• **Goal**: Show each line of the data below that contains the string "should". Case counts.

Entries for locating named things

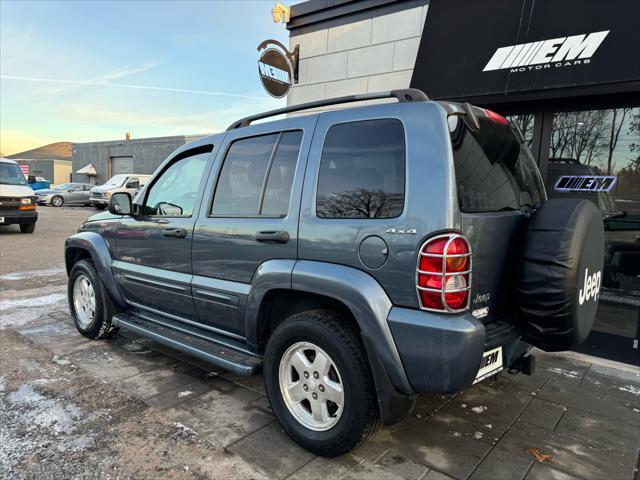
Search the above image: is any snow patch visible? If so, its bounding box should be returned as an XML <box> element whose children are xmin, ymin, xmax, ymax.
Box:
<box><xmin>618</xmin><ymin>384</ymin><xmax>640</xmax><ymax>395</ymax></box>
<box><xmin>0</xmin><ymin>266</ymin><xmax>67</xmax><ymax>282</ymax></box>
<box><xmin>173</xmin><ymin>422</ymin><xmax>198</xmax><ymax>439</ymax></box>
<box><xmin>51</xmin><ymin>354</ymin><xmax>71</xmax><ymax>365</ymax></box>
<box><xmin>546</xmin><ymin>367</ymin><xmax>581</xmax><ymax>378</ymax></box>
<box><xmin>0</xmin><ymin>293</ymin><xmax>67</xmax><ymax>314</ymax></box>
<box><xmin>7</xmin><ymin>384</ymin><xmax>81</xmax><ymax>435</ymax></box>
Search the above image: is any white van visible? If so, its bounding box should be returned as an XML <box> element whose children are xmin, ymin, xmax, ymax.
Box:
<box><xmin>0</xmin><ymin>158</ymin><xmax>38</xmax><ymax>233</ymax></box>
<box><xmin>89</xmin><ymin>173</ymin><xmax>151</xmax><ymax>210</ymax></box>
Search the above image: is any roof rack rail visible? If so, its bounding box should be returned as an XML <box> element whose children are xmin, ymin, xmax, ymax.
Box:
<box><xmin>227</xmin><ymin>88</ymin><xmax>429</xmax><ymax>130</ymax></box>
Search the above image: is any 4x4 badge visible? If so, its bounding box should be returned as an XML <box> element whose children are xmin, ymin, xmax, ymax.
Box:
<box><xmin>386</xmin><ymin>228</ymin><xmax>418</xmax><ymax>235</ymax></box>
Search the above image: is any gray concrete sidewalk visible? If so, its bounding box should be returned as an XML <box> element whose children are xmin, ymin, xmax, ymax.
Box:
<box><xmin>1</xmin><ymin>296</ymin><xmax>640</xmax><ymax>480</ymax></box>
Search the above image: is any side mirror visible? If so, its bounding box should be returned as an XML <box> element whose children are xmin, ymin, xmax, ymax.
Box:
<box><xmin>109</xmin><ymin>192</ymin><xmax>131</xmax><ymax>215</ymax></box>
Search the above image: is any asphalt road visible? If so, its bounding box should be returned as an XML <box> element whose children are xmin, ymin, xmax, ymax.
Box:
<box><xmin>0</xmin><ymin>207</ymin><xmax>92</xmax><ymax>289</ymax></box>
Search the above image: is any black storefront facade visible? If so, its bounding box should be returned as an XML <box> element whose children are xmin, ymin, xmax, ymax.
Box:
<box><xmin>287</xmin><ymin>0</ymin><xmax>640</xmax><ymax>365</ymax></box>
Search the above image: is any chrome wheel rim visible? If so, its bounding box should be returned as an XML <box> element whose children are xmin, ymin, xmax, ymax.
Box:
<box><xmin>73</xmin><ymin>274</ymin><xmax>96</xmax><ymax>328</ymax></box>
<box><xmin>278</xmin><ymin>342</ymin><xmax>344</xmax><ymax>431</ymax></box>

• **The solution**:
Search the above image: is any snow patch visible? If so, its bounding box should be returned as an XML <box> element whose children are xmin, ymin, xmax, ymax.
Search the above image: is any white van visible? If so, its bounding box should be returned as an XML <box> element whose children are xmin, ymin, xmax, ymax.
Search the above image: is any roof rack rail visible? If so, its bounding box should be returned as an XML <box> element whose children are xmin, ymin, xmax, ymax.
Search the above image: is any 4x4 badge visible? If so, its bounding box should be returned as an XML <box> element whose children are xmin, ymin, xmax, ymax.
Search the above image: is any gray concrete sidewalk visible? If so, its bounding box should be returned as an XML <box> element whose children are xmin, ymin, xmax, ymax.
Search the above image: is any side mirror visible? If so, its bounding box should be returned as an XML <box> element whose children are xmin, ymin, xmax, ymax.
Search the above image: is any asphalt road visible? If so, its bounding box should be returned as an XML <box> element whose children are xmin, ymin, xmax, ymax.
Search the above image: is any black storefront facade visible? If so, its bounding box should be returned as an XML <box> element whose children are xmin, ymin, xmax, ymax.
Search the above image: is any chrome wheel rim visible? If so, its bounding box should be returned as an XML <box> element whose children are xmin, ymin, xmax, ymax.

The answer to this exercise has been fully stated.